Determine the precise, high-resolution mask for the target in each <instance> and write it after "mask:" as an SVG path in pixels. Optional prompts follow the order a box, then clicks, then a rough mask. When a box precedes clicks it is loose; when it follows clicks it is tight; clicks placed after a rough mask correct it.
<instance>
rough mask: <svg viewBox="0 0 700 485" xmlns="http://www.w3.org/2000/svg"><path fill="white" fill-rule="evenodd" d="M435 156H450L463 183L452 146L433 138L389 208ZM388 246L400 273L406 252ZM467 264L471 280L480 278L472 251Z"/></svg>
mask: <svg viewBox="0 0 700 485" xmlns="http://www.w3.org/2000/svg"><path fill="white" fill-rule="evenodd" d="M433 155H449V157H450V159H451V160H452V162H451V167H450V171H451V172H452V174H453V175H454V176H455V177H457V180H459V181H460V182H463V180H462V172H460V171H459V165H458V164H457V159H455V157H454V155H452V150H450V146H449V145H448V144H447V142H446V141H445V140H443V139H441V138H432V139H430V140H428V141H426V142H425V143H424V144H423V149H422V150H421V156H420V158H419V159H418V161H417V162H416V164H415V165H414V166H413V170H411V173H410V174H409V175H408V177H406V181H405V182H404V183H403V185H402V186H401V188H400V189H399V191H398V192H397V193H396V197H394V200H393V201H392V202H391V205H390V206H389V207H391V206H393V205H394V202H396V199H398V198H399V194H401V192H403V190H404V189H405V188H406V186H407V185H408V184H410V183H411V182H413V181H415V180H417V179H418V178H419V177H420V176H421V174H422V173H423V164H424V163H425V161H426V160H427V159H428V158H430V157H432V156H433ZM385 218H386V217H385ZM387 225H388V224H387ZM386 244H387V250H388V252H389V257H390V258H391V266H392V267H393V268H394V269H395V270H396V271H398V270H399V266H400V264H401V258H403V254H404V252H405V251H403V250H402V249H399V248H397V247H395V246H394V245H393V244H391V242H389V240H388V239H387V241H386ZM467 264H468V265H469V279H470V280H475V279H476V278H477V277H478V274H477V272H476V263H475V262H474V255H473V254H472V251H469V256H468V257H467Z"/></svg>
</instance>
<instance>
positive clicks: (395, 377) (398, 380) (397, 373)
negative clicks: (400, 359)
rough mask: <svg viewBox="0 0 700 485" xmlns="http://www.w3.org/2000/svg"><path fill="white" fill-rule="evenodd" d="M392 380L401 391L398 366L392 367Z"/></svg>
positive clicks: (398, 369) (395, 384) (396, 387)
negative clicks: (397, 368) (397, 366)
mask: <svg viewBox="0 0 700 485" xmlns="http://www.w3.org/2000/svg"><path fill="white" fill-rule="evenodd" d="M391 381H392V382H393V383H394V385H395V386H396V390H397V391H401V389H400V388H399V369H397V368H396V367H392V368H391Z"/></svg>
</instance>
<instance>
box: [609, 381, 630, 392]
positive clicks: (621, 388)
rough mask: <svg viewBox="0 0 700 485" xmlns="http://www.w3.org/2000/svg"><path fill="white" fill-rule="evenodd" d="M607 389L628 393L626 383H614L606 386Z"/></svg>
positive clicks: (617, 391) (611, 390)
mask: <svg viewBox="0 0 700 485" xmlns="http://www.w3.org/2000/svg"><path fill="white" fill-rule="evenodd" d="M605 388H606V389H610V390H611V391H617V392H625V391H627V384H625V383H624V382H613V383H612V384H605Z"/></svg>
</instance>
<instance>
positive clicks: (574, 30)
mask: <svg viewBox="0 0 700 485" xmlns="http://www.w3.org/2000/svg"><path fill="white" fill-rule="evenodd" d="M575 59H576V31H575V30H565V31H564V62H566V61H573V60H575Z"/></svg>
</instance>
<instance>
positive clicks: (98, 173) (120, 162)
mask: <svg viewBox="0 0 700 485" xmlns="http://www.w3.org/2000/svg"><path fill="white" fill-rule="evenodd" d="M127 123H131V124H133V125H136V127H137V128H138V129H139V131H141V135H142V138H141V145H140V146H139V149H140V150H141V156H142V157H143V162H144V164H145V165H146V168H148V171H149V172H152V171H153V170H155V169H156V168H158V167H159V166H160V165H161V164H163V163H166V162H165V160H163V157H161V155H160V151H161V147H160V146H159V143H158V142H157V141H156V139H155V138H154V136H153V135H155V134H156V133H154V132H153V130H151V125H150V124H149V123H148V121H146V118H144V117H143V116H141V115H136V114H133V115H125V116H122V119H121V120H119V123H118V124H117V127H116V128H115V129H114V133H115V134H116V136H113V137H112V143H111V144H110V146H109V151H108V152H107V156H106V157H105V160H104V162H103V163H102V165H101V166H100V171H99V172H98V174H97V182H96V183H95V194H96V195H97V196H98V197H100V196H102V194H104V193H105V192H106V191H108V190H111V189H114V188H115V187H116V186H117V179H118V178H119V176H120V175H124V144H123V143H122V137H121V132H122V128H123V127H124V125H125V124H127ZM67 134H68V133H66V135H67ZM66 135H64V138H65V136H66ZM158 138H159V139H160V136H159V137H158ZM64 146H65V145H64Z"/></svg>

[What is needed] Word for word, write out every entry shown above.

[Task response]
Determine the precise, high-resolution mask for the target in each <instance> and write it after "mask:" as an SVG path in pixels. Optional prompts follow the order a box, then clicks, then a rough mask. When a box precedes clicks it is loose; when it follows clicks it is tight; clicks placed after a rough mask correct it.
<instance>
rough mask: <svg viewBox="0 0 700 485" xmlns="http://www.w3.org/2000/svg"><path fill="white" fill-rule="evenodd" d="M435 156H450L463 183L452 146L433 138L389 208ZM388 246L400 273L406 252ZM467 264L471 280L480 278L472 251Z"/></svg>
mask: <svg viewBox="0 0 700 485" xmlns="http://www.w3.org/2000/svg"><path fill="white" fill-rule="evenodd" d="M433 155H449V157H450V159H451V160H452V162H451V167H450V171H451V172H452V174H453V175H454V176H455V177H457V180H459V181H460V182H463V180H462V172H460V171H459V165H458V164H457V159H455V157H454V155H452V150H450V146H449V145H448V144H447V142H446V141H445V140H443V139H441V138H432V139H430V140H428V141H426V142H425V143H424V144H423V149H422V150H421V156H420V158H419V159H418V161H417V162H416V164H415V165H414V166H413V170H411V173H410V174H409V175H408V177H406V181H405V182H404V183H403V185H402V186H401V188H400V189H399V191H398V192H397V193H396V197H394V200H393V201H392V202H391V205H390V206H389V207H391V206H393V205H394V202H396V199H398V198H399V194H401V192H403V190H404V189H405V188H406V186H407V185H408V184H410V183H411V182H413V181H415V180H417V179H418V178H419V177H420V176H421V174H422V173H423V164H424V163H425V161H426V160H427V159H428V158H430V157H432V156H433ZM385 218H386V217H385ZM387 225H388V224H387ZM386 244H387V250H388V252H389V257H390V258H391V266H392V267H393V268H394V269H395V270H396V271H398V270H399V266H400V264H401V258H403V254H404V252H405V251H403V250H402V249H399V248H397V247H395V246H394V245H393V244H391V242H389V240H388V239H387V241H386ZM467 264H468V265H469V279H470V280H475V279H476V278H477V277H478V274H477V272H476V263H475V262H474V255H473V254H472V251H469V256H468V257H467Z"/></svg>
</instance>
<instance>
positive clicks: (395, 377) (398, 380) (397, 373)
negative clicks: (400, 359)
rough mask: <svg viewBox="0 0 700 485" xmlns="http://www.w3.org/2000/svg"><path fill="white" fill-rule="evenodd" d="M392 380L401 391L398 366L392 367Z"/></svg>
positive clicks: (398, 369) (395, 384) (396, 387)
negative clicks: (397, 368) (397, 366)
mask: <svg viewBox="0 0 700 485" xmlns="http://www.w3.org/2000/svg"><path fill="white" fill-rule="evenodd" d="M391 381H392V382H393V383H394V385H395V386H396V390H397V391H401V389H400V388H399V369H397V368H396V367H392V368H391Z"/></svg>
</instance>
<instance>
box: [609, 381, 630, 392]
positive clicks: (621, 388)
rough mask: <svg viewBox="0 0 700 485" xmlns="http://www.w3.org/2000/svg"><path fill="white" fill-rule="evenodd" d="M607 389L628 393L626 383H614L606 386Z"/></svg>
positive clicks: (617, 391) (611, 390)
mask: <svg viewBox="0 0 700 485" xmlns="http://www.w3.org/2000/svg"><path fill="white" fill-rule="evenodd" d="M605 388H606V389H610V390H611V391H617V392H625V391H627V384H625V383H624V382H613V383H612V384H605Z"/></svg>
</instance>
<instance>
positive clicks: (574, 30)
mask: <svg viewBox="0 0 700 485" xmlns="http://www.w3.org/2000/svg"><path fill="white" fill-rule="evenodd" d="M575 59H576V31H575V30H565V31H564V62H566V61H573V60H575Z"/></svg>
</instance>
<instance>
positive clicks: (98, 173) (120, 162)
mask: <svg viewBox="0 0 700 485" xmlns="http://www.w3.org/2000/svg"><path fill="white" fill-rule="evenodd" d="M127 123H131V124H133V125H136V127H137V128H138V129H139V131H141V135H142V138H141V145H140V146H139V149H140V150H141V156H142V157H143V162H144V164H145V165H146V168H148V171H149V172H152V171H153V170H155V169H156V168H158V167H159V166H160V165H161V164H163V163H166V162H165V160H163V157H161V155H160V151H161V147H160V146H159V143H158V142H157V141H156V139H155V138H154V136H153V135H155V134H156V133H154V132H153V130H151V125H150V124H149V123H148V121H146V118H144V117H143V116H141V115H136V114H133V115H125V116H122V119H121V120H119V123H118V124H117V127H116V128H115V129H114V133H115V134H116V136H113V137H112V143H111V144H110V146H109V151H108V152H107V156H106V157H105V160H104V162H103V163H102V165H101V166H100V171H99V172H98V174H97V182H96V183H95V194H96V195H97V196H98V197H100V196H102V194H104V193H105V192H106V191H108V190H111V189H114V188H115V187H116V186H117V179H118V178H119V176H120V175H124V144H123V143H122V137H121V132H122V128H123V127H124V125H125V124H127ZM67 134H68V133H66V135H67ZM66 135H64V138H65V136H66ZM158 138H159V139H160V136H159V137H158ZM64 146H65V145H64Z"/></svg>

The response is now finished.